## [Exercise instructions]
1 - List each figure panel the METTL9 methylation passage cites, naming each one once in the order it first appears.
2 - Write the next few sentences of the METTL9 methylation passage, picking up after its final sentence.

** Opening Page extract block **

Our structural analysis revealed that, among candidate methylation sites, only the second histidine of the “HxH” motif can be methylated by METTL9. This is supported by our enzymatic assays of the SLC39A755-70 peptide, in which methylation of H55 or H56 was not detected since they do not follow the “Hi-2xHi” rule (Supplementary Figure S10A). By contrast, histidine methylation at other sites could be observed to various extents in a time-course assay (Fig. 5B). After prolonged reaction of >2 h, the SLC39A755-70 peptide could achieve high percentage of penta- or tetra-methylation, yet quite limited higher degree methylations at the steady state (Fig. 5B and Supplementary Figure S10A). Meanwhile, to investigate the impact of METTL9-catalyzed substrate methylation on substrate function, we performed ITC titrations with zinc ions using time-course methylation products. The ITC results indicated that the ability of the SLC39A755-70 peptide to coordinate zinc ions was compromised as the reaction proceeded to reach higher level of methylations (Fig. 5C).

** Closing Page extract block **
** Opening Recorded data block **

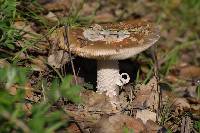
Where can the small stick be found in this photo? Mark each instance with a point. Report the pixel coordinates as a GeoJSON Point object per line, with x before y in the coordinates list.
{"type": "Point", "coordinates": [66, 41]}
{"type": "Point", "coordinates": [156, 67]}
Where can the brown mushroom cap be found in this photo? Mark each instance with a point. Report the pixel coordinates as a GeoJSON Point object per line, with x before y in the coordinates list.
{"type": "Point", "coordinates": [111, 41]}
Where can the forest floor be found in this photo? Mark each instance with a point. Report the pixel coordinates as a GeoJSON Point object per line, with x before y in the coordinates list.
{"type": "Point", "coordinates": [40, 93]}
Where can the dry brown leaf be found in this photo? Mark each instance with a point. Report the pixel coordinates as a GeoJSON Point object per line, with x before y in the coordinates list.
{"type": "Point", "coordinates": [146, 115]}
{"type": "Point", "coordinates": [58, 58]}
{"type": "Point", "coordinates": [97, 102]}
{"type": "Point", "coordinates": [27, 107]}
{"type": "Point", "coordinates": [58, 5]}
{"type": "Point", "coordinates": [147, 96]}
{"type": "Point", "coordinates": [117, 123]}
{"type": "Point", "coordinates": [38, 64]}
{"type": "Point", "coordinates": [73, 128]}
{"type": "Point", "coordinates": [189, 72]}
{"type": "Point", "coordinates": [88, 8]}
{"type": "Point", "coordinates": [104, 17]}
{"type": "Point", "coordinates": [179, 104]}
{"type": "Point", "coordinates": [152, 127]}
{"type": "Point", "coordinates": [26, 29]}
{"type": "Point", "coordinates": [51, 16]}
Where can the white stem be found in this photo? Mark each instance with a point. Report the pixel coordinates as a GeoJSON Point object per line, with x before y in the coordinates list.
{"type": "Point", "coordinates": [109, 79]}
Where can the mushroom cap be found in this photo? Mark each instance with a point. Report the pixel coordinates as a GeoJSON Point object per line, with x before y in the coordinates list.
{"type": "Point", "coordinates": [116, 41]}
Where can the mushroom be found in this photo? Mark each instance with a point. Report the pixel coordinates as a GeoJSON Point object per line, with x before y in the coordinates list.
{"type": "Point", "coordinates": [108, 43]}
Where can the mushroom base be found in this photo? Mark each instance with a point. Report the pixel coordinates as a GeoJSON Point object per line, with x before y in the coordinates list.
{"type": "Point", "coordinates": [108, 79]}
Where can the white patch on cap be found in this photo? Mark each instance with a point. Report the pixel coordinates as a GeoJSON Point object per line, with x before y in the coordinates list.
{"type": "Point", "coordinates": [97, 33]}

** Closing Recorded data block **
** Opening Recorded data block **

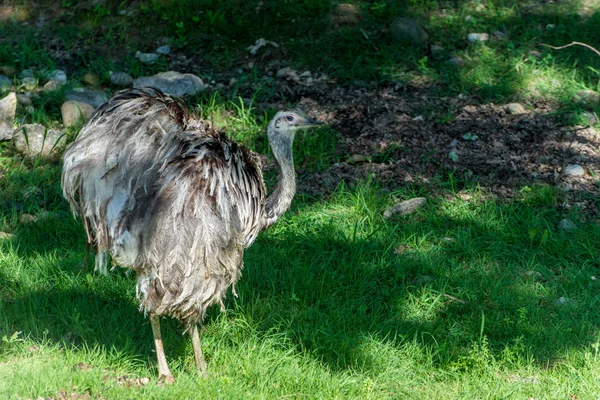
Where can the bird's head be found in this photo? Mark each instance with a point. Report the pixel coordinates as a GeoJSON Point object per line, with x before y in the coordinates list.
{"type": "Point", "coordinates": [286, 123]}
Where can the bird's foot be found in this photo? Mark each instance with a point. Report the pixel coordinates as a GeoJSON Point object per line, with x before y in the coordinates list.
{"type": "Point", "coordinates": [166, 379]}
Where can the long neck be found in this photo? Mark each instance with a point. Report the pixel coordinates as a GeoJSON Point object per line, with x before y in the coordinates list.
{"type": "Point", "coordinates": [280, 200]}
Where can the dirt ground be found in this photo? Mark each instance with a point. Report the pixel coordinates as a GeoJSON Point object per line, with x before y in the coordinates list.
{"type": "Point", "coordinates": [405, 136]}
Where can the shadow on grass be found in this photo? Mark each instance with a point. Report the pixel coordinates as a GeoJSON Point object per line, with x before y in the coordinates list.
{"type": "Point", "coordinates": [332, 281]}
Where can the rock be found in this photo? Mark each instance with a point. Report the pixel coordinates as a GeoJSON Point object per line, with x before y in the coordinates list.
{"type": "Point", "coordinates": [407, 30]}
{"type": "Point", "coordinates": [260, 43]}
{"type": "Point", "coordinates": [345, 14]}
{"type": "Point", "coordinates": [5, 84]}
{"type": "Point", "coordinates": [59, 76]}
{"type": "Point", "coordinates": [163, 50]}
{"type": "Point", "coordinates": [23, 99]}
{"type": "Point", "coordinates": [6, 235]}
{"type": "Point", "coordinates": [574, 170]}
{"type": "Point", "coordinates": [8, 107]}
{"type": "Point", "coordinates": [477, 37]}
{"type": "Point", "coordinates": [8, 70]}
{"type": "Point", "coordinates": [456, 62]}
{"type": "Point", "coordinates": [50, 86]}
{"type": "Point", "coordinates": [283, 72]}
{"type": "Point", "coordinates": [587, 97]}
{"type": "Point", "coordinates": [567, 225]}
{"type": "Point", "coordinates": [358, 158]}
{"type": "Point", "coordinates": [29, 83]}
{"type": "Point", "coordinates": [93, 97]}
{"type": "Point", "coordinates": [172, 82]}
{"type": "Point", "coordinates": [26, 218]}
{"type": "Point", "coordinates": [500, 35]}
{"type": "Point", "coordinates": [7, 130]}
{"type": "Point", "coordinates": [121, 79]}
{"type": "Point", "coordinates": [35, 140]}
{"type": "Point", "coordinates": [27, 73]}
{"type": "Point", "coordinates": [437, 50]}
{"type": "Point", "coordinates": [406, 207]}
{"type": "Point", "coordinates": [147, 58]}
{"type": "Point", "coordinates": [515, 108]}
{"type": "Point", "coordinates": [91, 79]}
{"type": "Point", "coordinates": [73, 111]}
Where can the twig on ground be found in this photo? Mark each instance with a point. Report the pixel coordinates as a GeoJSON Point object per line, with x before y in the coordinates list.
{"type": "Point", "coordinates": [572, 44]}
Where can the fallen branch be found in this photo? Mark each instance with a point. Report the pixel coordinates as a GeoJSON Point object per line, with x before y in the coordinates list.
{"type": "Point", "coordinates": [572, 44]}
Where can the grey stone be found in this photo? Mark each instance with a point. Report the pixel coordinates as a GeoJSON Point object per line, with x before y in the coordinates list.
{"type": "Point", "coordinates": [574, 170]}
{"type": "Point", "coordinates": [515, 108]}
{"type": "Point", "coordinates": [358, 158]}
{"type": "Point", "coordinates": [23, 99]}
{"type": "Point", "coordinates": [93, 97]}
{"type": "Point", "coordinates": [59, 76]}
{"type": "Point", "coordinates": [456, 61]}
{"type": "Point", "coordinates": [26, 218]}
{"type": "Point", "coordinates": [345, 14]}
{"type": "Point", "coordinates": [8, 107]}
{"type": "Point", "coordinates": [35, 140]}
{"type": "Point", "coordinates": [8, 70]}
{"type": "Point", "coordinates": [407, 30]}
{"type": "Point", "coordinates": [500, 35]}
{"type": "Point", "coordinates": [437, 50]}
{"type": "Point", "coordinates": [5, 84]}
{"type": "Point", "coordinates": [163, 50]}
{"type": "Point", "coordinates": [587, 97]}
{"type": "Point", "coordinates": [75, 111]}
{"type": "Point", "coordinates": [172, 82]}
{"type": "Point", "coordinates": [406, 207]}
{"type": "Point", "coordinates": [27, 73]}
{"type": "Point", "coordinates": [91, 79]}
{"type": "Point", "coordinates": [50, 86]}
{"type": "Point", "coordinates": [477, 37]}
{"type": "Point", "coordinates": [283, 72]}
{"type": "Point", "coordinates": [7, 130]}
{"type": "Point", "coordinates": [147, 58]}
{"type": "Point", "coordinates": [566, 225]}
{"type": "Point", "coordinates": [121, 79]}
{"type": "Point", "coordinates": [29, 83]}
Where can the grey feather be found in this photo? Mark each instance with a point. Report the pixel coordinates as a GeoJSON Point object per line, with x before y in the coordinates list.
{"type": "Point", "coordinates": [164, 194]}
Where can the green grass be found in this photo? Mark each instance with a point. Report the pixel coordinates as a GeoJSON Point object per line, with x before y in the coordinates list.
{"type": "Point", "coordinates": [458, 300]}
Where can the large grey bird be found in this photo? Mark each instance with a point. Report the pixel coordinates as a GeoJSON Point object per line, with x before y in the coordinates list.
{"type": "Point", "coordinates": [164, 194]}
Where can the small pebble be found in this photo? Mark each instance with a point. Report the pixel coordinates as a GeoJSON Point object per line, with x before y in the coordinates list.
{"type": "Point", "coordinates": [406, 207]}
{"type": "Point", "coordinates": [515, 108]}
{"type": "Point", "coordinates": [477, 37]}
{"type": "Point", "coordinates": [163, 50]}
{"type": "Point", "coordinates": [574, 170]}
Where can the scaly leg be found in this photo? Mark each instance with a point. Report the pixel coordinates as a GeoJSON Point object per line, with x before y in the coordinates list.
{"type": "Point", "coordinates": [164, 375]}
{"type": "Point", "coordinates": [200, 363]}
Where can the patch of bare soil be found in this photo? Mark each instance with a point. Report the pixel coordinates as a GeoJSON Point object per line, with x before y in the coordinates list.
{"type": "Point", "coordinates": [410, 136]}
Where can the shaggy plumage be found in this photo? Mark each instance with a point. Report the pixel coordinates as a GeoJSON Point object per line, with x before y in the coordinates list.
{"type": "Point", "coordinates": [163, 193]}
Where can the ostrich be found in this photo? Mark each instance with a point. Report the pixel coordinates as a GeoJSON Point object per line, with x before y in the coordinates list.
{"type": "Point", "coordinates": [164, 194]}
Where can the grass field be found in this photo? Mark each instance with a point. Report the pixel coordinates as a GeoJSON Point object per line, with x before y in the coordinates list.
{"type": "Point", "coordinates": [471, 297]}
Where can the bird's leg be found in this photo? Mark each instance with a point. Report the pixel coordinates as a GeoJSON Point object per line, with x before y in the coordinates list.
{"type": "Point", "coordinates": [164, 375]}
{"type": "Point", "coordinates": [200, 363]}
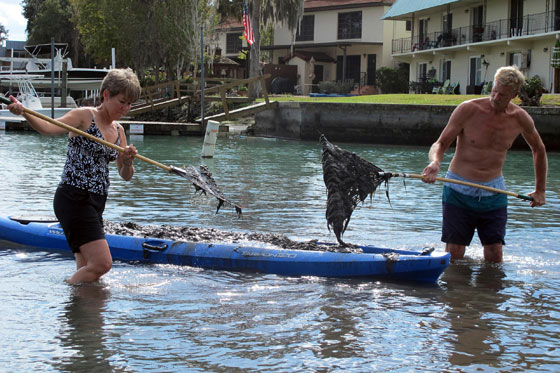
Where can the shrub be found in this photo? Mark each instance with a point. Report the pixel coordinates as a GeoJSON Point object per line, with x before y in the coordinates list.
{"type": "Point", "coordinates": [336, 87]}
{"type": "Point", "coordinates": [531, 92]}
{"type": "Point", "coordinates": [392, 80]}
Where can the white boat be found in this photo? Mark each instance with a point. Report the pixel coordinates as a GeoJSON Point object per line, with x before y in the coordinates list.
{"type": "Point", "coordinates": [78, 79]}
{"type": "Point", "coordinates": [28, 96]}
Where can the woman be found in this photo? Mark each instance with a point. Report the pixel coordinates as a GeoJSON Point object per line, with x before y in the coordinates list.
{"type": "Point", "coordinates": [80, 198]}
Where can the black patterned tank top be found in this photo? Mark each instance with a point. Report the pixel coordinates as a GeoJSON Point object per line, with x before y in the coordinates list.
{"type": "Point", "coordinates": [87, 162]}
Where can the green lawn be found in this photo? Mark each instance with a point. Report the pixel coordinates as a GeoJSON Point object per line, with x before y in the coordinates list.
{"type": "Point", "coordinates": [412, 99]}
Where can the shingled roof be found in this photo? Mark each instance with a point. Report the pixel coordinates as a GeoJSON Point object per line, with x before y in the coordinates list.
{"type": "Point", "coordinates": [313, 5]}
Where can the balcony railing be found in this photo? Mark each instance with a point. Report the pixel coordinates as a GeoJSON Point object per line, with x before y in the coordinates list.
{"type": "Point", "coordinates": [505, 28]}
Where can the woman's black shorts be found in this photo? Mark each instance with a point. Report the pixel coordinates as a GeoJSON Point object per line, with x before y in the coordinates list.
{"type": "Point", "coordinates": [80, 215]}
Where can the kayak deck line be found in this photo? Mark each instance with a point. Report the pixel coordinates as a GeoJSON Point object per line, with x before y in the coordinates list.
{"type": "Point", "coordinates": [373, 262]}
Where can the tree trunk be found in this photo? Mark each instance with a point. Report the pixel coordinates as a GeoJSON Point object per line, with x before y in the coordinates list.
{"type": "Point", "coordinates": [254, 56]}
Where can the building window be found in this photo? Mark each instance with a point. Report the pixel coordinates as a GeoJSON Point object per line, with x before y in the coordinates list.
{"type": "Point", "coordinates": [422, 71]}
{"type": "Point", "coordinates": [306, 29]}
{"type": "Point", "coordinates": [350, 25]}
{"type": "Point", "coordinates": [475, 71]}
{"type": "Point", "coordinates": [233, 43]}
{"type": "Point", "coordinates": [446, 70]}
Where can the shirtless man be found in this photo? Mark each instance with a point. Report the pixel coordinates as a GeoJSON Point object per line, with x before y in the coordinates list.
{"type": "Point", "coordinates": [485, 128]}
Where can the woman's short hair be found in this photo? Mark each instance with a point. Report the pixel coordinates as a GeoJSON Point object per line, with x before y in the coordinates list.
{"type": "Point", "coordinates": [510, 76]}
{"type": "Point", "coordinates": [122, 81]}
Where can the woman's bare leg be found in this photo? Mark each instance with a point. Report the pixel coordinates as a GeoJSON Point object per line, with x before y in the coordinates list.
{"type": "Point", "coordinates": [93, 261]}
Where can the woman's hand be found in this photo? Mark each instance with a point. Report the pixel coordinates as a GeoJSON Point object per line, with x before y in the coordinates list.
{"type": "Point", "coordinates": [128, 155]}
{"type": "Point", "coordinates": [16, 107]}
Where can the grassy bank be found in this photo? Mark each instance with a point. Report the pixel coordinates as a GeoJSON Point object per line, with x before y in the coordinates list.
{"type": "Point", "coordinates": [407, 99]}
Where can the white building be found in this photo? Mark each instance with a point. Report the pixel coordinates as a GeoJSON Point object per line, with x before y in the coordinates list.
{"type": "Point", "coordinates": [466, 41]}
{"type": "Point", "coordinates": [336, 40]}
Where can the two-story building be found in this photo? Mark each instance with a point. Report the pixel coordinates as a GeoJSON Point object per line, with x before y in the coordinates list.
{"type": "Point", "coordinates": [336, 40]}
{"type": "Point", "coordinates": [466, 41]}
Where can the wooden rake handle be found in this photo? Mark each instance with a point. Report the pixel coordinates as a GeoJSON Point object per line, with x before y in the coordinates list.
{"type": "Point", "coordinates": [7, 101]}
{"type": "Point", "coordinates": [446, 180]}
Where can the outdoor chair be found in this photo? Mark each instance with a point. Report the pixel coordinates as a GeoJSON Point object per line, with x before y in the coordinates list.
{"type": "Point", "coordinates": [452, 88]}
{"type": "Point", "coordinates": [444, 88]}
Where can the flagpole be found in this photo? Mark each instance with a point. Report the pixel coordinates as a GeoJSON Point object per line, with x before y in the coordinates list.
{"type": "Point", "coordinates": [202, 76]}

** Closing Recorded data block **
** Opening Recorded data block **

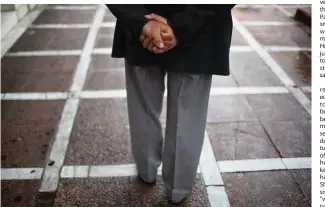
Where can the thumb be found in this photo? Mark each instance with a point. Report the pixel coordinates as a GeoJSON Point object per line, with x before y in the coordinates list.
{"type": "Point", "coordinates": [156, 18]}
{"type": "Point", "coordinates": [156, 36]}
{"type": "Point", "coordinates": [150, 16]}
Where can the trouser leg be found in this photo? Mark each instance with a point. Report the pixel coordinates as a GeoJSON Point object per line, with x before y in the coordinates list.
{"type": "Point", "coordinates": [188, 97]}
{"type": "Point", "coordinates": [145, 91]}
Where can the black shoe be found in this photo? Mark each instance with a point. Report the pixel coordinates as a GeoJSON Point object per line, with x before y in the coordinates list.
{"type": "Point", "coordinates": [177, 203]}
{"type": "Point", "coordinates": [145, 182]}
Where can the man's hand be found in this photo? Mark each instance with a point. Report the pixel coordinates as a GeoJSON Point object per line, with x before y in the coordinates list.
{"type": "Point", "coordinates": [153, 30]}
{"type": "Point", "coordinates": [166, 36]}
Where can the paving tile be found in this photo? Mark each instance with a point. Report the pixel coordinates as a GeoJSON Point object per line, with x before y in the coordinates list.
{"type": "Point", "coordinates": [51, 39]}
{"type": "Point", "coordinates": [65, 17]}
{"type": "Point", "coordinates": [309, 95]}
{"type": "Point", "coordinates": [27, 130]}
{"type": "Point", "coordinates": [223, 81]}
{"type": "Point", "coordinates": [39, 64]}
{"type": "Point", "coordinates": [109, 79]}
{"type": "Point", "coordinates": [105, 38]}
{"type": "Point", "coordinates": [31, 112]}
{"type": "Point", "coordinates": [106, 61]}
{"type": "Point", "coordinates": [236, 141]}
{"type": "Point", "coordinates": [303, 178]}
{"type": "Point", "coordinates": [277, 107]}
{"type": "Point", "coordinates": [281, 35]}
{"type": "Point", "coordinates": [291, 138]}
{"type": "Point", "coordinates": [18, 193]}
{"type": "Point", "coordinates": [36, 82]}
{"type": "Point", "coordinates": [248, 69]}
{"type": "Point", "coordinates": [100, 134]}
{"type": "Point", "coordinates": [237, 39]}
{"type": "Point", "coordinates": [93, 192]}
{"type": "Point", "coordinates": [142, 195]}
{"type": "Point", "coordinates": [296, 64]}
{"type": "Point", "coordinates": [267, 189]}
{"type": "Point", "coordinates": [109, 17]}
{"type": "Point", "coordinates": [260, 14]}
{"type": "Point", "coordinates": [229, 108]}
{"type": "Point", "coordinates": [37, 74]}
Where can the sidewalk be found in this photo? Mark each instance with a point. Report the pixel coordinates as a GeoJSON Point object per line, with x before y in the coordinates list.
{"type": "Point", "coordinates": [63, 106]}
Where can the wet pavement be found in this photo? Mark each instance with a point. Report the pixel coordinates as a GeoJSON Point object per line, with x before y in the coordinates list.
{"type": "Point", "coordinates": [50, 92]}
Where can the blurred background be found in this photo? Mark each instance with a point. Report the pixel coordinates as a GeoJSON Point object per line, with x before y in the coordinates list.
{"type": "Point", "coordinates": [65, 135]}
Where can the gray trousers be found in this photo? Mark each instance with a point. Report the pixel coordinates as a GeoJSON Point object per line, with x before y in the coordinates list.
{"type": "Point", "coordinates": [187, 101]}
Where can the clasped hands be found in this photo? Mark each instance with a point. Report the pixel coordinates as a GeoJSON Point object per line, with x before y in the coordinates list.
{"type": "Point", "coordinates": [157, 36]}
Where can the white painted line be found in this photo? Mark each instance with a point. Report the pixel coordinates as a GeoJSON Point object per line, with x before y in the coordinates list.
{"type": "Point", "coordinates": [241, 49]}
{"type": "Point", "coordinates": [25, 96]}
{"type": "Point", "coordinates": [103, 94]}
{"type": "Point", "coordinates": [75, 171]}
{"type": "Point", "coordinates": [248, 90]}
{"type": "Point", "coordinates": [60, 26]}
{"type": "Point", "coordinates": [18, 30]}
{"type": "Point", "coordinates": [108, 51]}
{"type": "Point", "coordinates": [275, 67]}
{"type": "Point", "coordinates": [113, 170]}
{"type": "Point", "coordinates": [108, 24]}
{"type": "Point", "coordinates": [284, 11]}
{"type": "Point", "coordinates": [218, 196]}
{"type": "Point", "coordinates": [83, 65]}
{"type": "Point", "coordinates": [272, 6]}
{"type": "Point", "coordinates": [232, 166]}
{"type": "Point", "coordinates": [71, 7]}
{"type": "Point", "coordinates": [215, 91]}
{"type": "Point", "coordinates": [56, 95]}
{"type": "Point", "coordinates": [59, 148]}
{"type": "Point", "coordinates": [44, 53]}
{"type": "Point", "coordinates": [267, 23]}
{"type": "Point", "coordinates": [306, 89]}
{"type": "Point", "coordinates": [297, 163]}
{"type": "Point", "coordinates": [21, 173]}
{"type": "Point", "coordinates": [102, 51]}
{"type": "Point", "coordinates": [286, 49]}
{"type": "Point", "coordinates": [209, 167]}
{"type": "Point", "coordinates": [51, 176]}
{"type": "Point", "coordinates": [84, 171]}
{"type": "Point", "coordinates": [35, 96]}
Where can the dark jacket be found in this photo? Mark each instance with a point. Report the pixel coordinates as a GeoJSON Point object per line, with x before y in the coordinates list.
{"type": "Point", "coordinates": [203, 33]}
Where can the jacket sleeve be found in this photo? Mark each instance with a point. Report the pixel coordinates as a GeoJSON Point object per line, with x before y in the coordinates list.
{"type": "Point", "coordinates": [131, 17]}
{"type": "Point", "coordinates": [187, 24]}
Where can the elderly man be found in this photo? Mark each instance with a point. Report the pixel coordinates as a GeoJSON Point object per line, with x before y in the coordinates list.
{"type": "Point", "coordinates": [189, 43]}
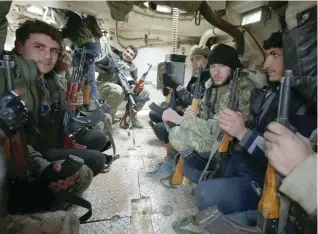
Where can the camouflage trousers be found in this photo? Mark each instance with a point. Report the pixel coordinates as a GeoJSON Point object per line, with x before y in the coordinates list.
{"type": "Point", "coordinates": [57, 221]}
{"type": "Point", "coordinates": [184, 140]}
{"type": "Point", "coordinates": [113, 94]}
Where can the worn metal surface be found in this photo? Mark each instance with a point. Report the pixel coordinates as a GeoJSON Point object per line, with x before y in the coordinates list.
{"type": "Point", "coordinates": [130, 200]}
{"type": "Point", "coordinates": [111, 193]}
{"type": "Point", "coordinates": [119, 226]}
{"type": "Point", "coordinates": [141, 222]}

** Closing Recorded data block **

## [Answers by item number]
1 - Supplementary Figure S10A, Fig. 5B, Fig. 5C

2 -
Interestingly, our LC-MS/MS based analysis revealed that the SLC39A755-70 peptide preferred consecutive methylations in “C-to-N” direction (Fig. 5D and Supplementary Table S2). On the one hand, these results reflect an inhibitory effect of methylated Hi-2 on Hi methylation to prevent sequential “N-to-C” methylation; on the other hand, although due to the stochastic site-binding nature of the METTL9 catalytic pocket which causes different methylation initiation sites, the consecutive methylation of tandem “HxH” motifs preferentially takes place in “C-to-N” direction as a result of unmodified Hi-2-guided Hi methylation, which is a unique enzymatic feature of METTL9. Conceivably, Hi methylation shall promote its release from the Hi pocket to avoid steric clash with the incoming methyl donor, which may be coupled to transposition of the adjacent Hi-2 into the Hi pocket for next cycle of methylation. The preference for directional “C-to-N” methylation along with methylated “Hi-2” inhibition of METTL9 may explain the observed low occurrence of hexa- and hepta-methylation of the SLC39A755-70 peptide. Chances are low to achieve these hypermethylation states as it requires not only an initial methylation event occurred to the very C-terminal histidine but also free of interference from unwanted Hi-2 methylation.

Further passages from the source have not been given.